**SOURCE EXTRACT**
----------

Evaluation of phylogenetic footprint discovery for predicting bacterial cis-regulatory elements and revealing their evolution
Laboratoire de Bioinformatique des Génomes et des Réseaux, Université Libre de Bruxelles (ULB), Campus Plaine, CP 263, Boulevard du Triomphe, 1050 Bruxelles, Belgium
BMC Bioinformatics 2008, 9:37 doi:10.1186/1471-2105-9-37Published: 23 January 2008
The detection of conserved motifs in promoters of orthologous genes (phylogenetic footprints) has become a common strategy to predict cis-acting regulatory elements. Several software tools are routinely used to raise hypotheses about regulation. However, these tools are generally used as black boxes, with default parameters. A systematic evaluation of optimal parameters for a footprint discovery strategy can bring a sizeable improvement to the predictions.
We evaluate the performances of a footprint discovery approach based on the detection of over-represented spaced motifs. This method is particularly suitable for (but not restricted to) Bacteria, since such motifs are typically bound by factors containing a Helix-Turn-Helix domain. We evaluated footprint discovery in 368 Escherichia coli K12 genes with annotated sites, under 40 different combinations of parameters (taxonomical level, background model, organism-specific filtering, operon inference). Motifs are assessed both at the levels of correctness and significance. We further report a detailed analysis of 181 bacterial orthologs of the LexA repressor. Distinct motifs are detected at various taxonomical levels, including the 7 previously characterized taxon-specific motifs. In addition, we highlight a significantly stronger conservation of half-motifs in Actinobacteria, relative to Firmicutes, suggesting an intermediate state in specificity switching between the two Gram-positive phyla, and thereby revealing the on-going evolution of LexA auto-regulation.
The footprint discovery method proposed here shows excellent results with E. coli and can readily be extended to predict cis-acting regulatory signals and propose testable hypotheses in bacterial genomes for which nothing is known about regulation.

----------

**EXTRACTED RECORDS**
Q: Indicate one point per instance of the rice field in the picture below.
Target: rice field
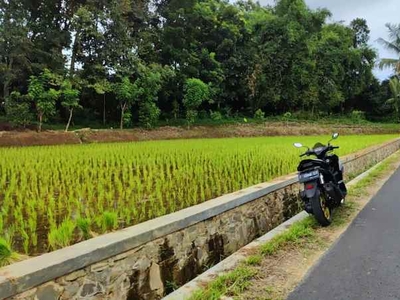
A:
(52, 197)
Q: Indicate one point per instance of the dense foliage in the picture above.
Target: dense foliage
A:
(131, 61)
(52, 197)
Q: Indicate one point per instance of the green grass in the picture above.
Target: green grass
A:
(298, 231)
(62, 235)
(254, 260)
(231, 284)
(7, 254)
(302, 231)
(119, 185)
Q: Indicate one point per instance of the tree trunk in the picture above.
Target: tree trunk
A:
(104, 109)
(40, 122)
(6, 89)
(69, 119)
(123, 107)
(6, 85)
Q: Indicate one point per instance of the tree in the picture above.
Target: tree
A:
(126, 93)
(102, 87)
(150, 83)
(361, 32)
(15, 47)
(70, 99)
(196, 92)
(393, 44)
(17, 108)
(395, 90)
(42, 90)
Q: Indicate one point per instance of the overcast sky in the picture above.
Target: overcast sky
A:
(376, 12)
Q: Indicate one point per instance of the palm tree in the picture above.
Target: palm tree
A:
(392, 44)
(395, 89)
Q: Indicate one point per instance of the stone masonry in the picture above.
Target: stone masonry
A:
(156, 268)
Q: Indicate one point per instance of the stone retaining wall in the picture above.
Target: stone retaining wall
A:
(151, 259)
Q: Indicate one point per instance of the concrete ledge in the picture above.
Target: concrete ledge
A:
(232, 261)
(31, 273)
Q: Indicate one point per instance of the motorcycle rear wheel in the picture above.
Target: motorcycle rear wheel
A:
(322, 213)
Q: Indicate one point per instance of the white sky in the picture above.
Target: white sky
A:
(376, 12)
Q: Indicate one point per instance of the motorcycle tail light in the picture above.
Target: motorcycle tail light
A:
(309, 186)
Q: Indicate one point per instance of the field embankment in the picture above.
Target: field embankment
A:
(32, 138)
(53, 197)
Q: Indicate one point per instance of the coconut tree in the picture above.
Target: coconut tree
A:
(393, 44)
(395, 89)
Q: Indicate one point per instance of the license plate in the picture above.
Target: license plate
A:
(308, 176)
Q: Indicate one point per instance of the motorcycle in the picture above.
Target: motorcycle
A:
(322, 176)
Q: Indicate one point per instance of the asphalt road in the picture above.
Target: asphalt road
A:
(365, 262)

----------

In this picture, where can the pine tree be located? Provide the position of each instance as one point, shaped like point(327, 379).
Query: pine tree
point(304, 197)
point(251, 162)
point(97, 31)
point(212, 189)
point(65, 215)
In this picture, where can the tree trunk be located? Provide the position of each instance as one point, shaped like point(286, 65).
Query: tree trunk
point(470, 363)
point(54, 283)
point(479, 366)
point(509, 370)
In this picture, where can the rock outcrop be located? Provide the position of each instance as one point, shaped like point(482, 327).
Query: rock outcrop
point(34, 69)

----------

**ASSIGNMENT**
Answer from the phylogenetic footprint text:
(a) On what date was it published?
(b) How many Escherichia coli K12 genes with annotated sites were used to evaluate footprint discovery?
(c) According to the text, how are the software tools for this task generally used?

**TASK RESULT**
(a) 23 January 2008
(b) 368
(c) As black boxes, with default parameters